#### The problem
Give back exactly the lines spanning from the one containing "Worker instructions: the category to annotate is tabletop." to the final line of the records below, and no others.

#### Records shown
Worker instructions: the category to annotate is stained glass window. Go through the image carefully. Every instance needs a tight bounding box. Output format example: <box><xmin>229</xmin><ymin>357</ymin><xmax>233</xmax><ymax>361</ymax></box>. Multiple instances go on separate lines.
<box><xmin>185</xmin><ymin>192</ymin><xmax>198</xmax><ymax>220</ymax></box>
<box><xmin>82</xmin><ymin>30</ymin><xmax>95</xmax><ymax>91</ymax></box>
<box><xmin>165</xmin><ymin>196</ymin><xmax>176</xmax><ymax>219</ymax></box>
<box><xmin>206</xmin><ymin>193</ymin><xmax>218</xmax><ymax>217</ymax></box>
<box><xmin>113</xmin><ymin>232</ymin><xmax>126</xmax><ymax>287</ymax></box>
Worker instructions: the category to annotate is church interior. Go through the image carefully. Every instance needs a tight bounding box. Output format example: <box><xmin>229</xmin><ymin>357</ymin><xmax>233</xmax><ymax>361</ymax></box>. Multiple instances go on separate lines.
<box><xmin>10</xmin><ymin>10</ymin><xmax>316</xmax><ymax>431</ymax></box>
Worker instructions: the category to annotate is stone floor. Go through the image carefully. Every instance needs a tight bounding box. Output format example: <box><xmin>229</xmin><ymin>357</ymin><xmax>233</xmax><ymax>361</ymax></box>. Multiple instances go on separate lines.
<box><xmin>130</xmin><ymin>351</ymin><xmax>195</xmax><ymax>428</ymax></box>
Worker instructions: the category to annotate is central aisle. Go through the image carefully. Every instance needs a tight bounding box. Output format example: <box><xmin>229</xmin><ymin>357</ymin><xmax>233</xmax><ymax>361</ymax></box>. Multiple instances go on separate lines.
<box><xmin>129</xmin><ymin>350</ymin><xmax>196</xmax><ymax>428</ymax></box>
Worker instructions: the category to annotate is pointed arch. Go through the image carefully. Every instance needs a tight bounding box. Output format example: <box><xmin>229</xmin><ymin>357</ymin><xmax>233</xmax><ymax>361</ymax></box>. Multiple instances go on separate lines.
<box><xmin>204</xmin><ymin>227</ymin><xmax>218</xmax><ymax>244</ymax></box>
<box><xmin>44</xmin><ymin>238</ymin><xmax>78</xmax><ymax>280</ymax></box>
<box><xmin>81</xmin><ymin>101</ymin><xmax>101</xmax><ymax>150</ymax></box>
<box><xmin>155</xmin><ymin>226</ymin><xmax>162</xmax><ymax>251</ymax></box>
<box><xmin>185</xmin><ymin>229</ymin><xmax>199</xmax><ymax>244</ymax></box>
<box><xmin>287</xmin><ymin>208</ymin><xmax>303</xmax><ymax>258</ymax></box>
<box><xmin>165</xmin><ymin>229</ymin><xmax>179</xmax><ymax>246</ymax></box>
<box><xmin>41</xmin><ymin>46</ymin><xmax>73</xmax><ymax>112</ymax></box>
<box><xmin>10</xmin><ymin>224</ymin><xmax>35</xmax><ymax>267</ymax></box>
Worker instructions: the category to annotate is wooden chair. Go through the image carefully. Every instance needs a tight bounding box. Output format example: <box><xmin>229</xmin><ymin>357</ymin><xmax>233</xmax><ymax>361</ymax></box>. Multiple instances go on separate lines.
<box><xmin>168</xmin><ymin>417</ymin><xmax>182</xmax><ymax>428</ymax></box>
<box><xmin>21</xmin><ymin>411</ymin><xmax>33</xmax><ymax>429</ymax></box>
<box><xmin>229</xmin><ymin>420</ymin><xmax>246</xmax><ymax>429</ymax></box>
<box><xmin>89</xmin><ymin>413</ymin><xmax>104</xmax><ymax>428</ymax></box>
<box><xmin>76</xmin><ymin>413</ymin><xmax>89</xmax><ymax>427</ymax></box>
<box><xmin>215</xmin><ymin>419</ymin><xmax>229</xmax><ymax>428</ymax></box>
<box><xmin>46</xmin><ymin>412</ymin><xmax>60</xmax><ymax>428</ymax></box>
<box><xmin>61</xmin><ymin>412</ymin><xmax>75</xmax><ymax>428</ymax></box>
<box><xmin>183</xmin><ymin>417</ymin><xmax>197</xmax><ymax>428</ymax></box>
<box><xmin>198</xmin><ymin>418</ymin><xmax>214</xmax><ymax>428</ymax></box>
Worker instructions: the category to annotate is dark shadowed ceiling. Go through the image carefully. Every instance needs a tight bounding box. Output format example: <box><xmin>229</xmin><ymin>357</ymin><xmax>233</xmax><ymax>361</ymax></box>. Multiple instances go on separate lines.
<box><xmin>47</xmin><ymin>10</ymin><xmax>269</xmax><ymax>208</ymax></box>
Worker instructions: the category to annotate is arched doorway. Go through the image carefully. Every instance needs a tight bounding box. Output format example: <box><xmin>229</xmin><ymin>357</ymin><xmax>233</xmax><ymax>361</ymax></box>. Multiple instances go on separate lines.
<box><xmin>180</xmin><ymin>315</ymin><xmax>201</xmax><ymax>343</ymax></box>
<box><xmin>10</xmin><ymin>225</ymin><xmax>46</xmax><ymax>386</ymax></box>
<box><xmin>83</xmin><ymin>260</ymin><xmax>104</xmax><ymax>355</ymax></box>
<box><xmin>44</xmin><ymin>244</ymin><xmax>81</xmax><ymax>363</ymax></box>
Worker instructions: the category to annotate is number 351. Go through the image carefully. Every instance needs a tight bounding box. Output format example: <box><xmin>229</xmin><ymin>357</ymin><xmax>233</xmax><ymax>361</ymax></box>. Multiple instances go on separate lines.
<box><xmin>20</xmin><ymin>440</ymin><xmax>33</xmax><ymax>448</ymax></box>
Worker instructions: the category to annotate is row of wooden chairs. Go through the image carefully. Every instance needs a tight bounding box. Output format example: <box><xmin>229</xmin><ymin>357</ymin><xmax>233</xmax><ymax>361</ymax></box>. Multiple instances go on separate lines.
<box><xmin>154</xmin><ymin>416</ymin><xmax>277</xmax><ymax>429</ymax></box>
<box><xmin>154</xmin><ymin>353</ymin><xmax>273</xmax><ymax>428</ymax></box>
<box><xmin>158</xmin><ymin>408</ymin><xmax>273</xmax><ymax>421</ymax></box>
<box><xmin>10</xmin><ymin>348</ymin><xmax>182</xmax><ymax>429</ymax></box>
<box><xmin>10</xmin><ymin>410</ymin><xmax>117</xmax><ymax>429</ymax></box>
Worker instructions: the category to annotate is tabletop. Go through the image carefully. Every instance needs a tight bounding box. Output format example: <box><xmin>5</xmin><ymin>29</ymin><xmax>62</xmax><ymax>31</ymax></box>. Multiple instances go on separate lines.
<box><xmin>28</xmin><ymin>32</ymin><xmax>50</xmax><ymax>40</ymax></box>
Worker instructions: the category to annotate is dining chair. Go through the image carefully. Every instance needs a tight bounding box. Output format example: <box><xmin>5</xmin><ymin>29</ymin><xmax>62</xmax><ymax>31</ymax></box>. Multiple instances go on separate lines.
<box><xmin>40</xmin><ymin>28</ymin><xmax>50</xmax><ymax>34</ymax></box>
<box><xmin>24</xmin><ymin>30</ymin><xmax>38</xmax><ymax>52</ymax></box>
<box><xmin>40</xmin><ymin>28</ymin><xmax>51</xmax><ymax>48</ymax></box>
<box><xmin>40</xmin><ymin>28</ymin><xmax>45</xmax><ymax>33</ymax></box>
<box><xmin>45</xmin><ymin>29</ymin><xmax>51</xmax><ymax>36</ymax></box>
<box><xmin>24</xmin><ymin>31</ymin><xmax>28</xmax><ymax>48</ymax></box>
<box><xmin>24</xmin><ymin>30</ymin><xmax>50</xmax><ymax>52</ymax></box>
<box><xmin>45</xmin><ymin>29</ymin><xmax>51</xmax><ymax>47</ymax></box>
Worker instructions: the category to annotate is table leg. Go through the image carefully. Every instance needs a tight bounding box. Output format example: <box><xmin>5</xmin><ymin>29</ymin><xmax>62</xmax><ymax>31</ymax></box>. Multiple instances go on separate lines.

#### Written solution
Worker instructions: the category to annotate is tabletop. Go through the image carefully. Every instance needs a tight bounding box. Output format example: <box><xmin>5</xmin><ymin>29</ymin><xmax>62</xmax><ymax>31</ymax></box>. Multiple instances go on separate lines.
<box><xmin>28</xmin><ymin>32</ymin><xmax>50</xmax><ymax>40</ymax></box>
Worker instructions: the category to annotate is dining chair. Go through the image carefully. Every instance needs a tight bounding box. Output format example: <box><xmin>5</xmin><ymin>29</ymin><xmax>62</xmax><ymax>31</ymax></box>. Multiple instances go on separate lines.
<box><xmin>40</xmin><ymin>28</ymin><xmax>50</xmax><ymax>34</ymax></box>
<box><xmin>24</xmin><ymin>30</ymin><xmax>38</xmax><ymax>52</ymax></box>
<box><xmin>40</xmin><ymin>28</ymin><xmax>51</xmax><ymax>48</ymax></box>
<box><xmin>40</xmin><ymin>28</ymin><xmax>45</xmax><ymax>33</ymax></box>
<box><xmin>45</xmin><ymin>29</ymin><xmax>51</xmax><ymax>36</ymax></box>
<box><xmin>24</xmin><ymin>31</ymin><xmax>28</xmax><ymax>48</ymax></box>
<box><xmin>24</xmin><ymin>30</ymin><xmax>50</xmax><ymax>52</ymax></box>
<box><xmin>45</xmin><ymin>29</ymin><xmax>51</xmax><ymax>47</ymax></box>
Worker instructions: the category to annotate is table leg. Go through the image carefully. Every instance needs a tight bounding box. Output format example: <box><xmin>5</xmin><ymin>29</ymin><xmax>62</xmax><ymax>31</ymax></box>. Multiple instances go on separate lines.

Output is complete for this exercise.